== JOB ==
Copy the data below verbatim, line for line, from start to finish.

** Begin DATA IN THIS EXERCISE **

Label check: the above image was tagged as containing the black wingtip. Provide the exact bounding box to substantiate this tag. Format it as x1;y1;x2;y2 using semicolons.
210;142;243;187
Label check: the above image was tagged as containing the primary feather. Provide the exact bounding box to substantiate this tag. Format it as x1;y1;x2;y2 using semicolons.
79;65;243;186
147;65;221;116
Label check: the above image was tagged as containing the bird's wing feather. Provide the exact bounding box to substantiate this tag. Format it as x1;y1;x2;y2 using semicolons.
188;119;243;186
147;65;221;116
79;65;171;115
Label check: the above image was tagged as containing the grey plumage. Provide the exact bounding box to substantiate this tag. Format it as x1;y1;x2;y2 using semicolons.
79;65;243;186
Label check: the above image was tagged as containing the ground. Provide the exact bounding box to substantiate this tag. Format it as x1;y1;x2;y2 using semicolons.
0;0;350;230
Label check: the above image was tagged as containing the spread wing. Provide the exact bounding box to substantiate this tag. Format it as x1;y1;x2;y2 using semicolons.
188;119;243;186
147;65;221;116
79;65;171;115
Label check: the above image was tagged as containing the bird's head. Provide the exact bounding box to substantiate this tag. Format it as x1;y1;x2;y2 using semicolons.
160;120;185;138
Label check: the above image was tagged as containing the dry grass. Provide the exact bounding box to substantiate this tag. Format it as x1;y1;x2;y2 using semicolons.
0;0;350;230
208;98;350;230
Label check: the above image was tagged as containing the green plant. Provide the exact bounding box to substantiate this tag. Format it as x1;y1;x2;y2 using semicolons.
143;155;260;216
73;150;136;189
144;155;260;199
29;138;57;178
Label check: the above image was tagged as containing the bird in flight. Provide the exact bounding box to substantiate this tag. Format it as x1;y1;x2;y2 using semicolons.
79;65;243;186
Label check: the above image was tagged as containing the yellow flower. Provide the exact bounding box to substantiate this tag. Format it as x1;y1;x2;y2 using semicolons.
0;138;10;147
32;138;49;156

** End DATA IN THIS EXERCISE **

== ANSWER TO THIS TASK ==
Label check: the above image was tagged as containing the black wingtip. Provide the exact bounding box to substantiate this tag. Format it as x1;y1;x2;y2 using semicolons.
210;142;243;187
Label check: the above image was tagged as containing the primary feather. Provide the exact bounding box to substantiate this tag. Format it as x1;y1;x2;y2 using semicolons.
79;65;243;186
147;65;221;116
Label check: the above image was tagged as containing the bird's wing feather. Provide the exact bounding box to substantiate this tag. Format it as x1;y1;x2;y2 using semicolons.
188;119;243;186
147;65;221;116
79;65;171;115
Label check: the above image was tagged as containing the grey plumage. Provide the exact bounding box to substantiate this tag. Format it as x1;y1;x2;y2 using semicolons.
79;65;243;186
Label check: the above image was tagged as containing the ground. Provide the exact bounding box to substantiate this tag. Format it as x1;y1;x2;y2 using semicolons.
0;0;350;230
Label check: the above image was tagged as containing the spread wing. Provide the exact bounding box to substantiate this tag. Format it as x1;y1;x2;y2 using semicolons.
188;119;243;186
147;65;221;116
79;65;171;115
Label check: the above image was tagged as containing the bird's head. Provide the exact bounding box to substantiate this tag. Format it as x1;y1;x2;y2 using semicolons.
160;120;185;138
Label check: the above image was tagged as containing the dry grass. Provide the exact bounding box to substantiate this tag. Format it as x1;y1;x2;y2 using semicolons.
0;0;350;230
208;98;350;230
Label check: the above image was tagged as containing the green plant. Provide the exact bounding box to substantiate this tag. Format it as x1;y1;x2;y2 using semicolons.
143;155;260;216
73;150;136;189
144;155;260;199
29;138;57;178
Label check: the above image was tagged as containing the bird in flight. Provide the exact bounding box to substantiate this tag. Format it as x1;y1;x2;y2 using semicolons.
79;65;243;186
Label check: the above image was tagged as containing the yellow flower. Provide the exact bounding box to substantiate this tag. Format it as x1;y1;x2;y2 using semicolons.
0;138;10;147
32;138;49;156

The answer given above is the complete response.